*Data section:*
□ □ □ □ □

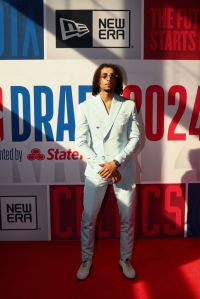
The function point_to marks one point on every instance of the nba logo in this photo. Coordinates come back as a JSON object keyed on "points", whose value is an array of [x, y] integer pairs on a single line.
{"points": [[1, 115]]}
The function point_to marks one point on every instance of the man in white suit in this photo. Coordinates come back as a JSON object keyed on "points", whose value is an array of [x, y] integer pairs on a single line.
{"points": [[107, 134]]}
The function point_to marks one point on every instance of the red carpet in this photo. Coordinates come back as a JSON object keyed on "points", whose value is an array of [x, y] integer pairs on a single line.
{"points": [[167, 269]]}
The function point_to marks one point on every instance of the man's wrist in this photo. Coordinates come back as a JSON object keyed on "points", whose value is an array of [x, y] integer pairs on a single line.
{"points": [[116, 163]]}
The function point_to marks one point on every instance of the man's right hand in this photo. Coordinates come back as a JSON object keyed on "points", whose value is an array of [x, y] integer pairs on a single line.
{"points": [[116, 177]]}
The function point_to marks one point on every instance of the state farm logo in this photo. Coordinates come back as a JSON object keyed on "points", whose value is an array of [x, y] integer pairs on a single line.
{"points": [[54, 154], [35, 155], [93, 29]]}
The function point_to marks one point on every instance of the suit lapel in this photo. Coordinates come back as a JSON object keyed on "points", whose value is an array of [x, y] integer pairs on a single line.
{"points": [[115, 107]]}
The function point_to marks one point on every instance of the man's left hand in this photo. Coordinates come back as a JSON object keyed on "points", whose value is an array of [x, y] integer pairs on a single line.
{"points": [[108, 168]]}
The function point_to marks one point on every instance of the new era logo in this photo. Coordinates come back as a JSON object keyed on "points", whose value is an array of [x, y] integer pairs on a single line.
{"points": [[70, 29], [93, 29]]}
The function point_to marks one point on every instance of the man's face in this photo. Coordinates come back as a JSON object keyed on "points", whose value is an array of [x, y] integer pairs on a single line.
{"points": [[107, 81]]}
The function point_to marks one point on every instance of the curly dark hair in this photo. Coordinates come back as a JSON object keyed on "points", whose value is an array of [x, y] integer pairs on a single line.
{"points": [[96, 77]]}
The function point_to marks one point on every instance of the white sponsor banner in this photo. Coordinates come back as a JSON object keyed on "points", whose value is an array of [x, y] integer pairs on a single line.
{"points": [[24, 213], [92, 30], [40, 101]]}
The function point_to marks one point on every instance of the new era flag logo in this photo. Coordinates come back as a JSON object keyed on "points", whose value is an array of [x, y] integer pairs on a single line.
{"points": [[69, 29]]}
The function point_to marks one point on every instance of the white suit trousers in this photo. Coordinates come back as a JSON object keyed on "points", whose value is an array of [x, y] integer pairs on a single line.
{"points": [[94, 192]]}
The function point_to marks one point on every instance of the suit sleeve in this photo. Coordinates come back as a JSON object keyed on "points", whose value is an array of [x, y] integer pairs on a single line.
{"points": [[133, 139], [83, 139]]}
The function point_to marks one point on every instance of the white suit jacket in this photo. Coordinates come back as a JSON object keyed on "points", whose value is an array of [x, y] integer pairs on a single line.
{"points": [[102, 137]]}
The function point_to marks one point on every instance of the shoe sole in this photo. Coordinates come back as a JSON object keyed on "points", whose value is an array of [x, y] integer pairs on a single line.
{"points": [[129, 278], [83, 279]]}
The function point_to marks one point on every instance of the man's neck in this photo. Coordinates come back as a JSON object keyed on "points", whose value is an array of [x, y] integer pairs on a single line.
{"points": [[106, 96]]}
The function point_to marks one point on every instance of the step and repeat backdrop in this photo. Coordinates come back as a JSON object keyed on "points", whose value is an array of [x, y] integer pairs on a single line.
{"points": [[49, 51]]}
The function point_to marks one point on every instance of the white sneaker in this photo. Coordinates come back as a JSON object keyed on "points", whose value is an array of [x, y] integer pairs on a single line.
{"points": [[127, 269], [84, 270]]}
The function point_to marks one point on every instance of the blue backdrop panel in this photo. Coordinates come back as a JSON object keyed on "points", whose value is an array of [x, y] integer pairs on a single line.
{"points": [[21, 29]]}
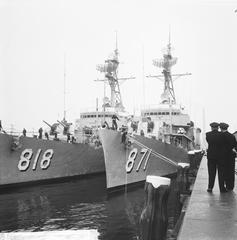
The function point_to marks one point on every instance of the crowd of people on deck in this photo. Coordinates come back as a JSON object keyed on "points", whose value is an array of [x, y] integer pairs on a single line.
{"points": [[221, 153]]}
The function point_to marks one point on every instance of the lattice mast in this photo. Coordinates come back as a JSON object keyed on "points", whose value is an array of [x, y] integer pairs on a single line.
{"points": [[167, 62], [110, 69]]}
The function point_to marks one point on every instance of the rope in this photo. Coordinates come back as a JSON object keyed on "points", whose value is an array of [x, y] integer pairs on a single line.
{"points": [[162, 157]]}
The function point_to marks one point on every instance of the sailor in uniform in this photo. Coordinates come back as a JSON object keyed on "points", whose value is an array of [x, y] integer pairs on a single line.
{"points": [[214, 161], [228, 155], [114, 123]]}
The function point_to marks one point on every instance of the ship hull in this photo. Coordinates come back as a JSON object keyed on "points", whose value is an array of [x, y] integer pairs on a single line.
{"points": [[145, 156], [34, 160]]}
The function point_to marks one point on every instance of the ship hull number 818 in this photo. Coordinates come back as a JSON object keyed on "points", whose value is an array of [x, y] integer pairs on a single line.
{"points": [[26, 156]]}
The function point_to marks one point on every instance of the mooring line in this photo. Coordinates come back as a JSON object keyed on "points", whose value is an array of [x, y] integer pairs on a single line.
{"points": [[162, 157]]}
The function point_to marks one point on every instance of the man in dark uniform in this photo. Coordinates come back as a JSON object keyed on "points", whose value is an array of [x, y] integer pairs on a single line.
{"points": [[24, 132], [214, 158], [228, 155]]}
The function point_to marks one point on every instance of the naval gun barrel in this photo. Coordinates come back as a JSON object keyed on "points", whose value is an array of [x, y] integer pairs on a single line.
{"points": [[61, 123], [47, 124]]}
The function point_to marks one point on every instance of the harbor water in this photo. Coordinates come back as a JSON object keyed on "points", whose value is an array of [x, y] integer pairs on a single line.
{"points": [[73, 205]]}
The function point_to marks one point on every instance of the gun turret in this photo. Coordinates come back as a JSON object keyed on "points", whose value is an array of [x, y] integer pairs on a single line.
{"points": [[52, 127], [65, 126]]}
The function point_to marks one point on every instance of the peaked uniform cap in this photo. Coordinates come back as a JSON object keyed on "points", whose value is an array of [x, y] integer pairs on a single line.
{"points": [[224, 125], [214, 124]]}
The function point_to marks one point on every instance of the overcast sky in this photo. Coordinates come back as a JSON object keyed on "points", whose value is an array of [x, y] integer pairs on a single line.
{"points": [[35, 35]]}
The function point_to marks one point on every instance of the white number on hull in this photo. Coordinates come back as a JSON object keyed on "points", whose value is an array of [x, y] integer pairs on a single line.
{"points": [[132, 156], [45, 162], [24, 162], [131, 159], [26, 156]]}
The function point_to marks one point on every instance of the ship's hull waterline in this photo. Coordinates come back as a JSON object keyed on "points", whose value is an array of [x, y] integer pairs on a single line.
{"points": [[34, 160]]}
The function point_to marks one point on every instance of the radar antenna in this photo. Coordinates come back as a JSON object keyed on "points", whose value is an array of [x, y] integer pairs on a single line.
{"points": [[168, 95], [110, 68]]}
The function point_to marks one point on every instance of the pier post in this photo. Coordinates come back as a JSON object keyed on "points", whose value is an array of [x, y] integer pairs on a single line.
{"points": [[182, 177], [154, 217], [191, 157]]}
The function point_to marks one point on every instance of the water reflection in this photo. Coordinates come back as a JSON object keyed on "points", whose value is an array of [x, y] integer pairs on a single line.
{"points": [[78, 204]]}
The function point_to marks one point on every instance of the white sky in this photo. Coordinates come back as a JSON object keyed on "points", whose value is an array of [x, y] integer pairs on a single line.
{"points": [[35, 34]]}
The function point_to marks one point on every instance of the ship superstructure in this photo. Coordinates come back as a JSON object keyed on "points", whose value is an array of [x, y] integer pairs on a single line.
{"points": [[92, 120], [155, 142]]}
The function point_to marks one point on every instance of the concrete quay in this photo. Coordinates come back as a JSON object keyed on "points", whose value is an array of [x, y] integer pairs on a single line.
{"points": [[209, 215]]}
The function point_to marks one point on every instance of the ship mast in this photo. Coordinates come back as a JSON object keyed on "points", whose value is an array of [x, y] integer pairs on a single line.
{"points": [[110, 69], [64, 89], [166, 63]]}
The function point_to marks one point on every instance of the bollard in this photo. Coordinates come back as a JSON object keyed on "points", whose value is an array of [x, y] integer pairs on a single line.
{"points": [[192, 167], [154, 217], [198, 156], [182, 178]]}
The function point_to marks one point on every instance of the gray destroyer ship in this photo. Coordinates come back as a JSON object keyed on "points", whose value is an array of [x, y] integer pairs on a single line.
{"points": [[25, 159], [154, 142]]}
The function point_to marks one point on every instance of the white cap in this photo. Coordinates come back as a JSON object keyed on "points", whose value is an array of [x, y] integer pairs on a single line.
{"points": [[197, 150], [183, 165], [156, 181]]}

□ □ □ □ □

*Written request:*
Copy the listing above word for word, from the line containing "of the bollard" up to and including the last line of the listing.

*Exercise answer:*
The function point_to marks one point on every instance of the bollard in this photo. Coordinates come back as a JSON object keyed on "points", whose value is an array of [x, y] integer pairs on a single line.
{"points": [[192, 167], [154, 217], [198, 156], [182, 178]]}
The function point_to marks one point on every instance of the gray destroyer ship in this photo. Coordinates come back as a JSON object keyed on "points", whose value is an array of [x, y] integer pairs on a single line.
{"points": [[25, 159], [154, 142]]}
The function point_to marks one point on every instance of the white cap in this photo. Coordinates come back as a JSON object keyed on "points", whose value is an array of [x, y] integer pairs on a single line.
{"points": [[197, 150], [183, 165], [156, 181]]}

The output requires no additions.